— EXERCISE DESCRIPTION —
Could you rewrite every one of the lines below with "drop" changed to "place" and nothing else altered, leaving the pictures out?
####
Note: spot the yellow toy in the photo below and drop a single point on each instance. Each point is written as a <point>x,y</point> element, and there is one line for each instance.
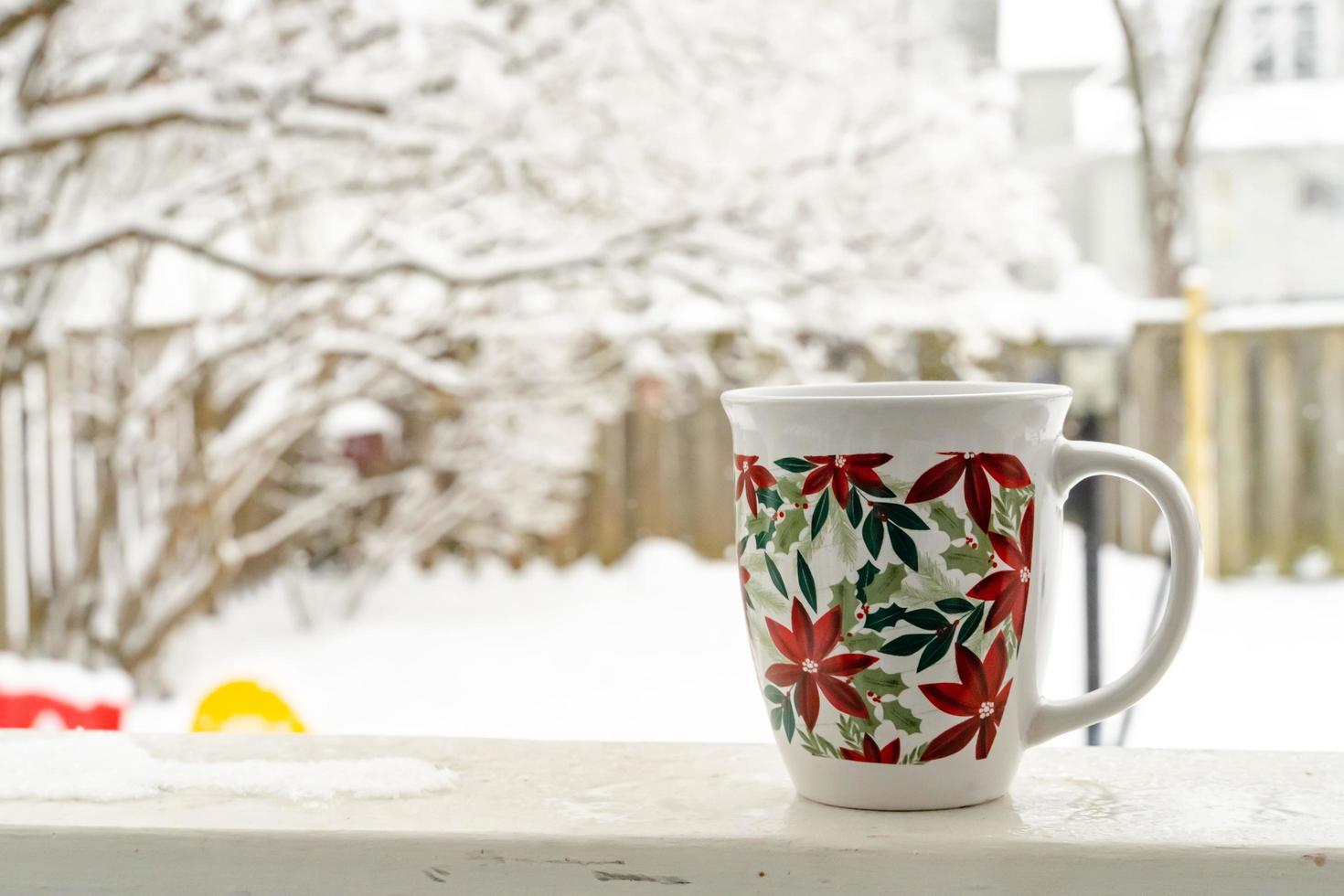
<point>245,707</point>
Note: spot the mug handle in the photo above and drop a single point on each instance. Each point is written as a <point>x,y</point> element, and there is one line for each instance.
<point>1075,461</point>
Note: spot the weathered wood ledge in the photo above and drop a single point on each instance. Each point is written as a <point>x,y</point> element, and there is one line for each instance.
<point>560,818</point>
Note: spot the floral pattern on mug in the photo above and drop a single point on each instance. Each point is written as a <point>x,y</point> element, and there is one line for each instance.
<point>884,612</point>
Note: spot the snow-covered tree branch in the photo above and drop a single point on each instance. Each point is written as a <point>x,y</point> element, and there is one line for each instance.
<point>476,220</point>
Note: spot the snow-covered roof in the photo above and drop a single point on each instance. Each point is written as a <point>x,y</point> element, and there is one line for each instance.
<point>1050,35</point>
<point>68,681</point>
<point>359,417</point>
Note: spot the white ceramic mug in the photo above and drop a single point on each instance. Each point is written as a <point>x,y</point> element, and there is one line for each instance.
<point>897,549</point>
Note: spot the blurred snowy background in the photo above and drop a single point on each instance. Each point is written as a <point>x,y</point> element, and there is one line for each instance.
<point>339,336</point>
####
— RIGHT ANSWER —
Note: spot the yellow toy in the photo below and place a single point on each instance. Each point is written as a <point>x,y</point> element, and there is one line for each instance.
<point>245,707</point>
Note: spot the mug handle in the photo above and place a single point on each instance. Each point is written as a <point>x,y</point> element, and there is one line for each instance.
<point>1075,461</point>
Note: spot the weathered wood ledge in the photo above and place a single point on each instance. Each point is written as a <point>x,y</point> element, and there is one line for each instance.
<point>560,818</point>
Note: spot the floral pattern on mug in the photo above and place a single point on each instance. Each point is written as a <point>x,y</point> element, and there is one line for each instance.
<point>884,612</point>
Note: spot the snow-covered tree branch in the photo above and place a single point on each instance. Each point is written as a <point>x,y</point> element, and there is one line for each instance.
<point>476,220</point>
Note: spot the snow-covered roof in the photo above and place a single point on each instance. Each point is written as a <point>x,y</point> element, and there is one line for each instance.
<point>1050,35</point>
<point>68,681</point>
<point>359,417</point>
Note: spot the white ceramic mug in the photo above and place a single point on each instance. Each point is written as a <point>x,y</point> element, and there is one line for each instance.
<point>897,549</point>
Note: spot the blurred snowy background in the photo above and place a single point on each instance. Each point is written as a <point>x,y</point> element, and there is one line for each instance.
<point>339,336</point>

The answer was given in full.